ТЕКСТ ДЛЯ ЧТЕНИЯ ::
+---+
Отец Александр Мень в хорошем расположении духа напевал странные слова: “Инача... инача... инача”. Оказалось, что это он пел начало из песнопения, которое поет  хор на праздник “Троицы”, когда слова: “И начаша глаголати...” и т.д. хористы поют, вступая поочередно, разрывая слово и превращая все в бессмыслицу. Отец Александр тонко почувствовал комизм формального применения полифонии. Это как хрущевская кукуруза, посаженная не в том месте.
И когда Бах написал “Хорошо темперированный клавир”, в котором показал все возможности нового строя, он тем самым как бы подвел черту под полифонией, и открыл новый период музыки - гармонический, или, как его называют музыканты, “гомофонию”.
Темперированный строй, принятый музыканта-ми после Баха, оказался дверью в новые музыкаль-ные миры, в которых расцвел гений Гайдна и Моцарта, в Европе началась гармоническая эра, а мы все сидели в “третьеримском” одноголосье. До тех пор, пока Петр не “прорубил окно” в Европу. И тогда, через Польшу и Украину, пришел в Россию темперированный строй с бродячими певцами-лирниками, колесные лиры которых были настроены в новом строе.
+---+
ИСХОДНЫЕ ДАННЫЕ ::
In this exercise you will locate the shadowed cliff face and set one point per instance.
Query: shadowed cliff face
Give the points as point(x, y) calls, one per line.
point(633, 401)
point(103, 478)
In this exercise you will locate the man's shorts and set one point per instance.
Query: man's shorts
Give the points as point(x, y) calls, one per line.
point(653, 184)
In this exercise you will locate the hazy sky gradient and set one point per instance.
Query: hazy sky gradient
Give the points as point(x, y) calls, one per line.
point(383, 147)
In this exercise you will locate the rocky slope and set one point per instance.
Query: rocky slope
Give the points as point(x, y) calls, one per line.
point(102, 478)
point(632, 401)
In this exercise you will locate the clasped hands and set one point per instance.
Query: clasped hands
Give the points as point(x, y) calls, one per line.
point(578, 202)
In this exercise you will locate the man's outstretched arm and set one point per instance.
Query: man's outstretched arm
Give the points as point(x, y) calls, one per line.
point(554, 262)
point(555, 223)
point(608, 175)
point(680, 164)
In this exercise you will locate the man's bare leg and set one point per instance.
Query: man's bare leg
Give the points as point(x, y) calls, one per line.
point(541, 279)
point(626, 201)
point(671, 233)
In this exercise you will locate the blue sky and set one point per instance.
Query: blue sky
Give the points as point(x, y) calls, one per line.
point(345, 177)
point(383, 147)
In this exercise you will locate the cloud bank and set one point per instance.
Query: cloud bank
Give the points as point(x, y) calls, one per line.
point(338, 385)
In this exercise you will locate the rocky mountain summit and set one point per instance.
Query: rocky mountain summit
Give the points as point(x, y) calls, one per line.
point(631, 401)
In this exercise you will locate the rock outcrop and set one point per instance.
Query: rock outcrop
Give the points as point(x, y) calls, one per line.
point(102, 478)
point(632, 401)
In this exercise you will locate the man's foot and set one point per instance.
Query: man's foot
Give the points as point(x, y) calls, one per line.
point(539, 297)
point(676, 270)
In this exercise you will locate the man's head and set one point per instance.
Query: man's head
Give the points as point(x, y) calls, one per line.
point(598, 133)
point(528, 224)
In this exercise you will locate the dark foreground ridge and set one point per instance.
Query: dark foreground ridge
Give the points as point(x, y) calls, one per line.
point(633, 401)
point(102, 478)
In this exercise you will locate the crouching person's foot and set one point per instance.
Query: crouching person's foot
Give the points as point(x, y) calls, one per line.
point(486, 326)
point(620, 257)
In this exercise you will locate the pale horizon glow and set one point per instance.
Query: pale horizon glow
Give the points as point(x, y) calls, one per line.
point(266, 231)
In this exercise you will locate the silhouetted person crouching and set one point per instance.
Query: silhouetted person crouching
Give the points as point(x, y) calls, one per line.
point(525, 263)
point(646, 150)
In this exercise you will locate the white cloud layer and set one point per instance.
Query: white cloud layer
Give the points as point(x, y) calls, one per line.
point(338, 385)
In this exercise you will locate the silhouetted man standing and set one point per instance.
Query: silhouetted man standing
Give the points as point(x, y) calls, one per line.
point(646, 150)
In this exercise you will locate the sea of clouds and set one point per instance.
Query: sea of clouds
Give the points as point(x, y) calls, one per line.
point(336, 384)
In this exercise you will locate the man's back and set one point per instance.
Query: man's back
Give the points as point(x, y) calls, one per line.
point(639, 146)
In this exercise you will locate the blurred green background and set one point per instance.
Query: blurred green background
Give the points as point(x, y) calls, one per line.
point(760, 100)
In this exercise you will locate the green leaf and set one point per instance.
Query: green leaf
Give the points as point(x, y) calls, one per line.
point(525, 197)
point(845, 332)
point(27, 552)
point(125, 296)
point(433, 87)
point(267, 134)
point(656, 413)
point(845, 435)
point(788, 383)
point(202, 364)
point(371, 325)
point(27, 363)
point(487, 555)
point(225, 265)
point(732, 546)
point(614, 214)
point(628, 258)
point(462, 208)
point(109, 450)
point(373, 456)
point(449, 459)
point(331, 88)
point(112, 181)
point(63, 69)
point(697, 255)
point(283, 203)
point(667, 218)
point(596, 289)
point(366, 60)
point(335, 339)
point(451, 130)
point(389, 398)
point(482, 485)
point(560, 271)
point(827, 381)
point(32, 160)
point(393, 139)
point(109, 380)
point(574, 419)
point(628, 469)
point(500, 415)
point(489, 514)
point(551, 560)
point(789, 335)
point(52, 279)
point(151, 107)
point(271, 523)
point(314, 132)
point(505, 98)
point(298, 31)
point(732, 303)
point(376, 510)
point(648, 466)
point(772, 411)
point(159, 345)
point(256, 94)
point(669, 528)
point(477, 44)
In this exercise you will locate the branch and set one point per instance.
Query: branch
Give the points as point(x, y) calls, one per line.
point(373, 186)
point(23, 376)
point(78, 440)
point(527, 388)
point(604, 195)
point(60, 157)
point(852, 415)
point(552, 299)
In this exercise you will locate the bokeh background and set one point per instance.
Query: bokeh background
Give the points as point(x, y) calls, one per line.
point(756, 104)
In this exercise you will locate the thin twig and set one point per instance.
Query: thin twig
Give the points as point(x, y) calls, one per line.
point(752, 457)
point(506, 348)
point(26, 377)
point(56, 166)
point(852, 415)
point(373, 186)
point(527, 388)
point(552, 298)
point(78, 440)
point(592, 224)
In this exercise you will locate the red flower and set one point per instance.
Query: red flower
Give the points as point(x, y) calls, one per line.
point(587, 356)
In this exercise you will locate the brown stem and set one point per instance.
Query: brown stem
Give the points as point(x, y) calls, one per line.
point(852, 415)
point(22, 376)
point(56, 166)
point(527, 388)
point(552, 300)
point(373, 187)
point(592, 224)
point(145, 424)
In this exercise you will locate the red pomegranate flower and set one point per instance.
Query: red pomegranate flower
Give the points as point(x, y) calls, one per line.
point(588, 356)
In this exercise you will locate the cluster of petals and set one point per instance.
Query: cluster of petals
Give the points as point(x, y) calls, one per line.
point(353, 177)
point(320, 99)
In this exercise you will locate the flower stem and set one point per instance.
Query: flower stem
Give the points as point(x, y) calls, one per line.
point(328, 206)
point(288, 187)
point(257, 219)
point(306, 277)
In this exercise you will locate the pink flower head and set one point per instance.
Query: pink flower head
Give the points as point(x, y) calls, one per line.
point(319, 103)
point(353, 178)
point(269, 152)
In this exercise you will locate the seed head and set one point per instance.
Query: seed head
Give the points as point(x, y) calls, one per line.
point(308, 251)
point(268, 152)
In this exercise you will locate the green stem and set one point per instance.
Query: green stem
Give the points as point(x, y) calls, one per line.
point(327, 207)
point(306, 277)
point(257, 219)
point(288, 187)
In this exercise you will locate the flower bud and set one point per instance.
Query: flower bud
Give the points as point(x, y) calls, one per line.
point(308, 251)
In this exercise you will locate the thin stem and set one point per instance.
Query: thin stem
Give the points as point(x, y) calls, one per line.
+---+
ЧТО СДЕЛАТЬ ::
a – Каким путем, согласно тексту о полифонии и гармонии, темперированный строй пришел в Россию?
b – Продолжите текст о полифонии и гармонии с того места, на котором он заканчивается.
Строки никак не связаны с текстом о полифонии и гармонии.

ОТВЕТЫ ::
a – Через Польшу и Украину, вместе с бродячими певцами-лирниками, чьи колесные лиры были настроены в новом строе.

b –
Лирники пели уже не одноголосные песнопения, а канты, мелодия которых была построена на гармонической основе. И эти канты произвели сенсацию в России. Профессор консерватории Руднева рассказывала мне, что в то время все население было охвачено эпидемией кантов, покруче битломании. В кузницах остывали горны, мычали недоенные коровы, а народ сидел по избам и распевал канты. Как сейчас бы сказали, “балдели” от кантов, позабыв все на свете. Самое любопытное, что наше православное пение было целиком создано на основе кантов петровских времен. Причем, когда мне попал сборник кантов, то в нем, кроме духовных кантов, были  и лири-ческие, любовные канты, и я был поражен тем, что в них герой с откровенностью, присущей тому веку, обсуждает свои сексуальные проблемы. Но самое феноменальное, что все поется на шестой глас церковного обихода.
Когда мне приходилось изучать знаменный распев, я был немало удивлен тем фактом, что все восемь гласов знаменного распева никак, ни интанационно, ни ладово, не связаны с обиходным осьмогласием. Традиция разорвана. Между ними пропасть. И когда Чаадаев говорил: “В нас нет внутреннего развития, естественного прогресса; каждая новая идея вытесняет старую потому, что она не вытекает из нее, а является нам Бог весть  откуда”, - он был, конечно же, прав.
К сожалению, наша церковная музыка подтверждает эту печальную мысль, а застывшее богослужение говорит о том, что у нас магический подход к музыке, которая на самом деле не сакральная, а старинная.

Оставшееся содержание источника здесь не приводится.